> [Doel opdracht]: Aan de betaling vanaf welke rekening ontleende de kantonrechter volgens het tekstfragment een bewijsvermoeden?

> [Tekstfragment]:
○ ○ ○

De grieven 3 en 4 hebben betrekking, kort gezegd, op de wijze waarop de kantonrechter het door [appellant] bijgebrachte tegenbewijs heeft gewaardeerd. Het standpunt van [appellant] dat de kantonrechter de bewijsverdeling, het daarmee gepaard gaande bewijsrisico en de aan het leveren van tegenbewijs te stellen eisen heeft miskend, moet worden verworpen. Zoals overwogen heeft de kantonrechter naar oordeel van het hof terecht aan de betaling vanaf de en/of rekening een bewijsvermoeden ontleend met betrekking tot de bekendheid van [eega] met de leaseovereenkomst en [appellant] in de gelegenheid gesteld om dit bewijsvermoeden te ontzenuwen.

○ ○ ○

> [Beschikbare gegevens]:
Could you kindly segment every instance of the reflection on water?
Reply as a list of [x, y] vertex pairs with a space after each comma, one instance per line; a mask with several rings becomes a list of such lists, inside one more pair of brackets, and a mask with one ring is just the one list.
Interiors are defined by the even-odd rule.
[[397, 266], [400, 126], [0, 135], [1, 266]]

○ ○ ○

> [Resultaat opdracht]: Aan de betaling vanaf de en/of rekening.